Data listing
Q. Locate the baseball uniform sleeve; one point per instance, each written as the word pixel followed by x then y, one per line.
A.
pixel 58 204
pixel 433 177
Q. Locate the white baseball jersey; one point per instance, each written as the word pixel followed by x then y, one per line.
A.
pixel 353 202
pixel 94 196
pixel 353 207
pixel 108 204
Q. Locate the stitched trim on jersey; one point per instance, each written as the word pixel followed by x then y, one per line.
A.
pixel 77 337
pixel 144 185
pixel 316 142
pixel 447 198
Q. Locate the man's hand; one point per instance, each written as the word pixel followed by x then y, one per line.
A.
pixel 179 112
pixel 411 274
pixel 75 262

Task requirements
Render every line of the rows above as a Markdown table with the columns No. and Line. Number each line and omit any blank lines.

Solution to the exercise
| No. | Line |
|---|---|
| 1 | Q. Locate the baseball uniform sleeve; one point per instance, each written as the word pixel followed by x then y, one per line. |
| 2 | A. |
| 3 | pixel 58 204 |
| 4 | pixel 433 177 |
| 5 | Q. Locate the white baseball jersey; one point per instance, each written as the word pixel followed by x then y, one per line. |
| 6 | A. |
| 7 | pixel 353 202 |
| 8 | pixel 94 196 |
| 9 | pixel 353 207 |
| 10 | pixel 108 204 |
| 11 | Q. Locate the stitched trim on jersey; one point per instance, each written as the word pixel followed by x then y, one per line. |
| 12 | A. |
| 13 | pixel 77 337 |
| 14 | pixel 144 185 |
| 15 | pixel 316 142 |
| 16 | pixel 447 198 |
| 17 | Q. Locate the man's hand; one point per instance, each written as the word pixel followed by x then y, one per line. |
| 18 | A. |
| 19 | pixel 179 112 |
| 20 | pixel 411 274 |
| 21 | pixel 75 262 |